Data records:
--*--
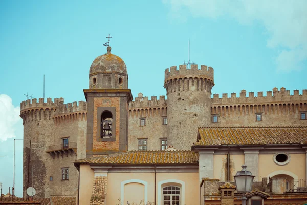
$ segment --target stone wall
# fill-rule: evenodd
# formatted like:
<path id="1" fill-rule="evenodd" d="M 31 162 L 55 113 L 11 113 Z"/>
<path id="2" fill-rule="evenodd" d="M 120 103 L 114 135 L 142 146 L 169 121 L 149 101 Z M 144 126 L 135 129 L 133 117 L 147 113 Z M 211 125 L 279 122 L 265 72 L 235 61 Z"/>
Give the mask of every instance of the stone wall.
<path id="1" fill-rule="evenodd" d="M 51 98 L 47 98 L 47 102 L 40 98 L 38 103 L 33 99 L 32 103 L 27 100 L 20 104 L 24 125 L 24 196 L 30 186 L 35 188 L 39 197 L 76 195 L 78 174 L 73 162 L 85 157 L 87 104 L 63 102 L 63 98 L 55 98 L 54 102 Z M 62 138 L 65 137 L 69 137 L 70 146 L 74 145 L 74 149 L 64 153 L 58 150 L 62 149 Z M 68 180 L 61 180 L 64 167 L 69 168 Z"/>
<path id="2" fill-rule="evenodd" d="M 167 126 L 163 125 L 167 117 L 166 100 L 164 96 L 160 99 L 152 96 L 143 97 L 140 93 L 129 106 L 128 150 L 138 150 L 138 139 L 147 139 L 147 150 L 160 149 L 160 139 L 167 137 Z M 146 125 L 141 126 L 140 119 L 145 119 Z"/>

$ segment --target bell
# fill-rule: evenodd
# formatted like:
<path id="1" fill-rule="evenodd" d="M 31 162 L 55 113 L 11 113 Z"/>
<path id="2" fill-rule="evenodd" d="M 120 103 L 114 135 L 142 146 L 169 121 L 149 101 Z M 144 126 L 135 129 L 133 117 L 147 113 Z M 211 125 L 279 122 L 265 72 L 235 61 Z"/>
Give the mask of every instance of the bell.
<path id="1" fill-rule="evenodd" d="M 109 125 L 108 122 L 105 122 L 104 124 L 104 126 L 103 126 L 103 130 L 111 130 L 111 129 L 110 129 L 110 125 Z"/>

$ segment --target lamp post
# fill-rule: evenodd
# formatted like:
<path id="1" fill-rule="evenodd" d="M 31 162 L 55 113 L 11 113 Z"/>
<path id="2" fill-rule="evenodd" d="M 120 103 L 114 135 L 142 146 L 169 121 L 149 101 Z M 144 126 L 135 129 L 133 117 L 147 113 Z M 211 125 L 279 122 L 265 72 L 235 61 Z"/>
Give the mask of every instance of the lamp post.
<path id="1" fill-rule="evenodd" d="M 246 192 L 250 192 L 254 180 L 253 176 L 252 173 L 249 171 L 246 170 L 247 166 L 243 165 L 241 166 L 242 170 L 238 171 L 235 176 L 234 181 L 237 187 L 238 192 L 242 194 L 241 201 L 242 205 L 246 205 L 246 200 L 247 198 L 245 197 Z"/>

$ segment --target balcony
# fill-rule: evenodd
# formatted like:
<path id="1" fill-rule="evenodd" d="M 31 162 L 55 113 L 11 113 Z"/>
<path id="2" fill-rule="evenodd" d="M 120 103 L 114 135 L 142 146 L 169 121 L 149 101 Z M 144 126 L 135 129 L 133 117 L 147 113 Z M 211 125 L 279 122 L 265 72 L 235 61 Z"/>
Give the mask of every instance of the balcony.
<path id="1" fill-rule="evenodd" d="M 46 148 L 46 152 L 49 153 L 53 159 L 56 156 L 58 158 L 60 156 L 62 157 L 64 157 L 64 156 L 68 157 L 69 154 L 71 156 L 74 153 L 77 155 L 77 143 L 72 142 L 69 142 L 65 146 L 62 144 L 50 145 Z"/>

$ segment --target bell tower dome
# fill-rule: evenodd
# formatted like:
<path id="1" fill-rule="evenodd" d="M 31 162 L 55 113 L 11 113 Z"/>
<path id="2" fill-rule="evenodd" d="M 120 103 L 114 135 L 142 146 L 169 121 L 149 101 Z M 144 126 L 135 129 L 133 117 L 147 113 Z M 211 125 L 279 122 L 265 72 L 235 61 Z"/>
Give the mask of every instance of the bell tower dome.
<path id="1" fill-rule="evenodd" d="M 107 52 L 90 68 L 86 157 L 128 150 L 128 108 L 132 101 L 125 62 Z"/>
<path id="2" fill-rule="evenodd" d="M 128 88 L 125 62 L 111 53 L 111 46 L 106 50 L 107 52 L 96 58 L 90 68 L 89 88 Z"/>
--*--
Stated problem: Copy every line of the records above without any change, and leave the pictures out of your copy.

Exercise output:
$ segment --target stone wall
# fill-rule: evenodd
# formatted like:
<path id="1" fill-rule="evenodd" d="M 31 162 L 55 113 L 11 113 Z"/>
<path id="2" fill-rule="evenodd" d="M 120 103 L 114 135 L 142 146 L 169 121 L 149 101 Z M 144 126 L 135 129 L 133 117 L 147 113 Z M 211 125 L 279 122 L 265 72 L 235 61 Z"/>
Give the mask of every instance of the stone wall.
<path id="1" fill-rule="evenodd" d="M 51 98 L 47 98 L 47 102 L 40 98 L 38 103 L 33 99 L 32 103 L 27 100 L 20 104 L 24 125 L 24 196 L 30 186 L 35 188 L 39 197 L 76 195 L 78 174 L 73 162 L 85 157 L 87 104 L 63 102 L 63 98 L 55 98 L 54 102 Z M 62 138 L 65 137 L 69 137 L 70 146 L 74 145 L 74 149 L 64 153 L 58 150 L 62 149 Z M 68 180 L 61 180 L 64 167 L 69 168 Z"/>
<path id="2" fill-rule="evenodd" d="M 167 126 L 163 125 L 167 117 L 166 100 L 164 96 L 160 99 L 152 96 L 143 97 L 140 93 L 129 106 L 128 150 L 138 150 L 138 139 L 147 139 L 147 150 L 160 149 L 160 139 L 167 137 Z M 146 125 L 141 126 L 140 119 L 145 119 Z"/>

$ segment --target bell
# fill-rule: evenodd
# formatted like:
<path id="1" fill-rule="evenodd" d="M 31 162 L 55 113 L 11 113 Z"/>
<path id="2" fill-rule="evenodd" d="M 120 103 L 114 135 L 142 146 L 169 121 L 149 101 Z M 144 126 L 135 129 L 133 117 L 147 113 Z M 211 125 L 279 122 L 265 72 L 235 61 Z"/>
Give the mask of every instance of the bell.
<path id="1" fill-rule="evenodd" d="M 109 125 L 108 122 L 105 122 L 104 124 L 104 126 L 103 126 L 103 130 L 111 130 L 111 129 L 110 129 L 110 125 Z"/>

$ segment --target lamp post
# fill-rule: evenodd
# formatted like:
<path id="1" fill-rule="evenodd" d="M 31 162 L 55 113 L 11 113 Z"/>
<path id="2" fill-rule="evenodd" d="M 120 103 L 114 135 L 142 146 L 169 121 L 149 101 Z M 144 126 L 135 129 L 133 117 L 147 113 Z M 211 125 L 279 122 L 265 72 L 235 61 Z"/>
Give the mask of every instance of the lamp post.
<path id="1" fill-rule="evenodd" d="M 246 192 L 250 192 L 254 180 L 253 176 L 252 173 L 249 171 L 246 170 L 247 166 L 243 165 L 241 166 L 242 170 L 238 171 L 235 176 L 234 181 L 237 187 L 238 192 L 242 194 L 241 201 L 242 205 L 246 205 L 246 200 L 247 198 L 245 197 Z"/>

$ segment --target balcony
# fill-rule: evenodd
# formatted like:
<path id="1" fill-rule="evenodd" d="M 31 162 L 55 113 L 11 113 Z"/>
<path id="2" fill-rule="evenodd" d="M 120 103 L 114 135 L 142 146 L 169 121 L 149 101 Z M 144 126 L 135 129 L 133 117 L 147 113 Z M 211 125 L 279 122 L 265 72 L 235 61 Z"/>
Give the mask of every instance of the balcony.
<path id="1" fill-rule="evenodd" d="M 46 148 L 46 152 L 49 153 L 53 159 L 56 156 L 58 158 L 60 156 L 62 157 L 64 157 L 64 156 L 68 157 L 69 154 L 71 156 L 74 153 L 77 155 L 77 143 L 72 142 L 69 142 L 65 146 L 62 144 L 50 145 Z"/>

$ segment --target bell tower dome
# fill-rule: evenodd
# formatted like:
<path id="1" fill-rule="evenodd" d="M 31 162 L 55 113 L 11 113 Z"/>
<path id="2" fill-rule="evenodd" d="M 120 103 L 114 135 L 142 146 L 169 121 L 149 101 Z M 144 126 L 135 129 L 133 117 L 147 113 Z M 211 125 L 279 122 L 265 72 L 235 61 Z"/>
Give the mask of every instance of the bell tower dome.
<path id="1" fill-rule="evenodd" d="M 107 52 L 90 68 L 86 157 L 128 150 L 128 108 L 132 101 L 125 62 Z"/>
<path id="2" fill-rule="evenodd" d="M 128 88 L 125 62 L 111 53 L 111 46 L 106 50 L 107 52 L 96 58 L 90 68 L 89 88 Z"/>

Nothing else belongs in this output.